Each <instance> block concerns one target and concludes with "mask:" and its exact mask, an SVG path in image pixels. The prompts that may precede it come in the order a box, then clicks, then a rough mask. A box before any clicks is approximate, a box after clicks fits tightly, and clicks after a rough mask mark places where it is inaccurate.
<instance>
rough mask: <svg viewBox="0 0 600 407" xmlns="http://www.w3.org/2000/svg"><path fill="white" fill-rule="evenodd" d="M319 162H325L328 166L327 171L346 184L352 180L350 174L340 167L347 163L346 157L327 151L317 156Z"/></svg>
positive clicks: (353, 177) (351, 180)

※ ※ ※

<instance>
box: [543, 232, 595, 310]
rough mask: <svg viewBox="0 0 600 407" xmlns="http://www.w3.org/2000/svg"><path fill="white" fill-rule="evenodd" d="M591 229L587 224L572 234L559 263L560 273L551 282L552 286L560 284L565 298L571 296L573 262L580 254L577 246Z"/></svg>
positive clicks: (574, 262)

※ ※ ※

> _Problem to work on_
Write out again the lines that begin at the one containing "Each <instance> block" and stop after the one containing "positive clicks: (353, 177) (351, 180)", switching "rough mask" to "coarse mask" and leaving everything else unchanged.

> _Solution to this problem_
Each <instance> block concerns one target and concludes with "mask:" and its exact mask, an SVG path in image pixels. The prompts that may precede it come in the order a box, then clicks, then a coarse mask. A box before any clicks is approximate, a box after clicks fits tightly, and clicks after a coarse mask mark places where it is inaccurate.
<instance>
coarse mask: <svg viewBox="0 0 600 407" xmlns="http://www.w3.org/2000/svg"><path fill="white" fill-rule="evenodd" d="M319 162H325L328 166L327 171L346 184L352 180L350 174L340 167L347 163L346 157L327 151L317 156Z"/></svg>
positive clicks: (353, 177) (351, 180)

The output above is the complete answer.